Der SPÖ-Gefolgsmann ist im aktuellen Frontverlauf zwischen Pamela Rendi-Wagner und Hans Peter Doskozil keinem der beiden Lager zuzuordnen. Am ehestens jenem, in der Sozialdemokratie immer größer werdenden, das sich einen Spitzenkandidaten jenseits von "Pam" und "Dosko" wünscht.
Die Gemengelage in Sachen Ukraine und Russland ist für alle Parteien herausfordernd. Mit einer simplen Kurswende würde die SPÖ in die gleiche Falle tappen wie die ÖVP mit ihrem Asyl-Alarmismus und damit allein auf das Konto der Blauen einzahlen.
Fakt ist aber auch, dass es innerhalb der SPÖ seit Putins Ukraine-Überfall vor einem Jahr eine lebhafte Debatte über den politischen Umgang mit dem Krieg gab und gibt. In der öffentlich schwelenden Debatte darüber spielen Pamela Rendi-Wagner & Co aber bis heute null Rolle.

▸ **UNTERSUCHTES MATERIAL**
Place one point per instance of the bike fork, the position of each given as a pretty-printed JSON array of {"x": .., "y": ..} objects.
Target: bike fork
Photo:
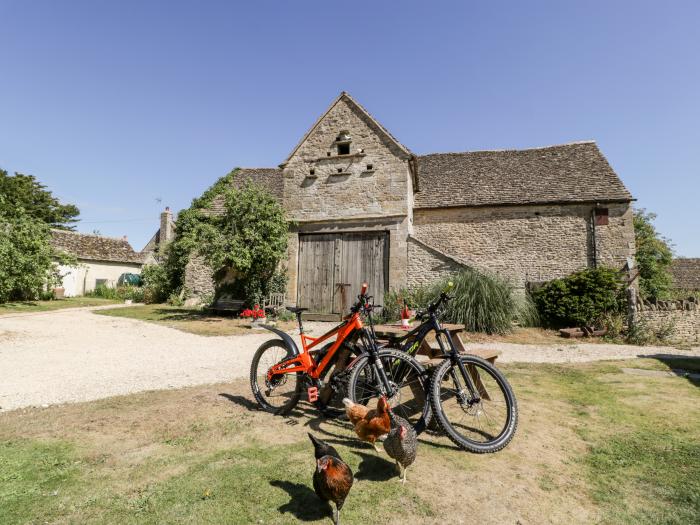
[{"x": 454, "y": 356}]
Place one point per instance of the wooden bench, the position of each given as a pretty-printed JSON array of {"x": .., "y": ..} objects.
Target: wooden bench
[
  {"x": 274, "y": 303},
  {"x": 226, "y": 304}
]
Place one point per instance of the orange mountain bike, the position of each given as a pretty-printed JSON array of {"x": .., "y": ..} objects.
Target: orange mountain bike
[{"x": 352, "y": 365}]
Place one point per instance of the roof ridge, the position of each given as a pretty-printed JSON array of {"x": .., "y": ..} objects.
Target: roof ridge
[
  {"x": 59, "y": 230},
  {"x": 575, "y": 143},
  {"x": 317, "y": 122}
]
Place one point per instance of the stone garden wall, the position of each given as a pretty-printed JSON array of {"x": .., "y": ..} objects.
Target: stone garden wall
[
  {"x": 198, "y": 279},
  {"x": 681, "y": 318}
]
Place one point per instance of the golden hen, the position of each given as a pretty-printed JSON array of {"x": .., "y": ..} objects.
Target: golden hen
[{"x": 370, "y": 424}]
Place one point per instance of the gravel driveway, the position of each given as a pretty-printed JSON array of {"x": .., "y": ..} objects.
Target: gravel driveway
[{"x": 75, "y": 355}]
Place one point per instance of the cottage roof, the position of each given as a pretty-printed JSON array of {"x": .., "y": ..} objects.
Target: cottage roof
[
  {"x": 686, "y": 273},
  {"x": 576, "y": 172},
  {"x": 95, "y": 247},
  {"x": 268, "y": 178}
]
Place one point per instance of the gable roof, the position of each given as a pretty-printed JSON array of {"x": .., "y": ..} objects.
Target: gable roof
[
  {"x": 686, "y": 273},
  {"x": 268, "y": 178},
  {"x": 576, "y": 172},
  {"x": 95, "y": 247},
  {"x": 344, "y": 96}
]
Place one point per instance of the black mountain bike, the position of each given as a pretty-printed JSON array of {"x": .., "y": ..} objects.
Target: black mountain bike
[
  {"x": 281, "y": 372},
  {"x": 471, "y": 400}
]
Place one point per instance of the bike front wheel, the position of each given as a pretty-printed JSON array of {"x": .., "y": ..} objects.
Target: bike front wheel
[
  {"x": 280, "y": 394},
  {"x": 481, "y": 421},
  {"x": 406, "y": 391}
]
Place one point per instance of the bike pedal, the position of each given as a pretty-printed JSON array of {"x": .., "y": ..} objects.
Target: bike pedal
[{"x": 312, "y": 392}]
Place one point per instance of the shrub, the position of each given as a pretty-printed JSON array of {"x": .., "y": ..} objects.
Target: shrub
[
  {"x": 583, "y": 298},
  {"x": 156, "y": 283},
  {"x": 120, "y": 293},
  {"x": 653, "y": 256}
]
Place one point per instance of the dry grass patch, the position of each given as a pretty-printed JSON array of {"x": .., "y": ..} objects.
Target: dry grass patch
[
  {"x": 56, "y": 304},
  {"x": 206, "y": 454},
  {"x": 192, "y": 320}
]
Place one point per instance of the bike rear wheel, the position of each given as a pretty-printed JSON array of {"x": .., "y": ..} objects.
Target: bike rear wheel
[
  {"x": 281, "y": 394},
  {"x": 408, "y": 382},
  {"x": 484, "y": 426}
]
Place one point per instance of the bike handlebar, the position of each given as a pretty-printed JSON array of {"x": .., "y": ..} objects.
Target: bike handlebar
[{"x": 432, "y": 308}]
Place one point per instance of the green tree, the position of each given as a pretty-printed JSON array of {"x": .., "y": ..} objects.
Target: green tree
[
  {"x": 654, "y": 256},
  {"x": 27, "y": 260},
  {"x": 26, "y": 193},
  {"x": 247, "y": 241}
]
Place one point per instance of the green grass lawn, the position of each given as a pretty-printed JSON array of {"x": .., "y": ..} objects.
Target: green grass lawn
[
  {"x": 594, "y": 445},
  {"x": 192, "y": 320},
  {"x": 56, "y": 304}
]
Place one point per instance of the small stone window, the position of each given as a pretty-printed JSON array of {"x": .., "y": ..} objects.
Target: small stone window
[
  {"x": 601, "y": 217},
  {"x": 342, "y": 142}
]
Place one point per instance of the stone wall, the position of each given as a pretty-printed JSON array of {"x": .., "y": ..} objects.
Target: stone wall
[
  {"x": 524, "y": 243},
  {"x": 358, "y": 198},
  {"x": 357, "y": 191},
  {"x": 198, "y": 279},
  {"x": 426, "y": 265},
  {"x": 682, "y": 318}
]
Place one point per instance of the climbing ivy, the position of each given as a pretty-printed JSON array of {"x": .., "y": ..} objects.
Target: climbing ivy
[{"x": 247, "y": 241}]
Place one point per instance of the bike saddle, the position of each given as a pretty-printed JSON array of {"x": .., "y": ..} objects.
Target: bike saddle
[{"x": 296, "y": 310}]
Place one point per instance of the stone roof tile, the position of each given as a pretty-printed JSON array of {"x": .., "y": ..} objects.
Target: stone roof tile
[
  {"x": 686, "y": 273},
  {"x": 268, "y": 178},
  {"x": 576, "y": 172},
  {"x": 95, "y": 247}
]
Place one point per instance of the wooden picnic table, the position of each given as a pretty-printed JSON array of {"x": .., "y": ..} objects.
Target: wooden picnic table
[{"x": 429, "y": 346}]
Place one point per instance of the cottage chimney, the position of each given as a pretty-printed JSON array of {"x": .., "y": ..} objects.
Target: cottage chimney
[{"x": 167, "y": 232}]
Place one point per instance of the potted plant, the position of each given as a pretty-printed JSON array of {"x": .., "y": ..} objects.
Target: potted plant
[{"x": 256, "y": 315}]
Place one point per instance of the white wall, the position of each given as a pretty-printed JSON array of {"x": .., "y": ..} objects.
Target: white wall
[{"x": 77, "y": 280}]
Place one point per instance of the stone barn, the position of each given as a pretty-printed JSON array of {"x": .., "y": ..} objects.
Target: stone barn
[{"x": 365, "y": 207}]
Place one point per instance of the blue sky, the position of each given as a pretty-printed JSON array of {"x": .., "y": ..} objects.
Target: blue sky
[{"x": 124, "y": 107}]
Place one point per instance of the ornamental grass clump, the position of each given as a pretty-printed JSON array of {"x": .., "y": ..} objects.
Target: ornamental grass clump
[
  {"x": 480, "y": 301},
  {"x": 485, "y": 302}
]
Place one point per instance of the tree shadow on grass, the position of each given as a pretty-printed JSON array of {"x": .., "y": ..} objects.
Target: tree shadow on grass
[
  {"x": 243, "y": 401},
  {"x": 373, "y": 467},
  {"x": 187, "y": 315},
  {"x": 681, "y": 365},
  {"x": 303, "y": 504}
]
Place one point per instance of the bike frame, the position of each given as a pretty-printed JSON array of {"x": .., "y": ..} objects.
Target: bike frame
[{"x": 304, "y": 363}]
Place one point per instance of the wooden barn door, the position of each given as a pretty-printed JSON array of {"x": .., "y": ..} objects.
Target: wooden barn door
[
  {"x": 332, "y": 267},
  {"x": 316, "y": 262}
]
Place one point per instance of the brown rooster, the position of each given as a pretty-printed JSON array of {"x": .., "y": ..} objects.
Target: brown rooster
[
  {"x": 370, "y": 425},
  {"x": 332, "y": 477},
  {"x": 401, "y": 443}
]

▸ **ZU LÖSENDE AUFGABE**
Gib den Abschnitt aus dem Text über die SPÖ wortgetreu wieder, beginnend mit „Der SPÖ-Gefolgsmann ist“ und weiter bis einschließlich „heute null Rolle.“. Das Material wird hier nicht gebraucht.

▸ **LÖSUNG**
Der SPÖ-Gefolgsmann ist im aktuellen Frontverlauf zwischen Pamela Rendi-Wagner und Hans Peter Doskozil keinem der beiden Lager zuzuordnen. Am ehestens jenem, in der Sozialdemokratie immer größer werdenden, das sich einen Spitzenkandidaten jenseits von "Pam" und "Dosko" wünscht.
Die Gemengelage in Sachen Ukraine und Russland ist für alle Parteien herausfordernd. Mit einer simplen Kurswende würde die SPÖ in die gleiche Falle tappen wie die ÖVP mit ihrem Asyl-Alarmismus und damit allein auf das Konto der Blauen einzahlen.
Fakt ist aber auch, dass es innerhalb der SPÖ seit Putins Ukraine-Überfall vor einem Jahr eine lebhafte Debatte über den politischen Umgang mit dem Krieg gab und gibt. In der öffentlich schwelenden Debatte darüber spielen Pamela Rendi-Wagner & Co aber bis heute null Rolle.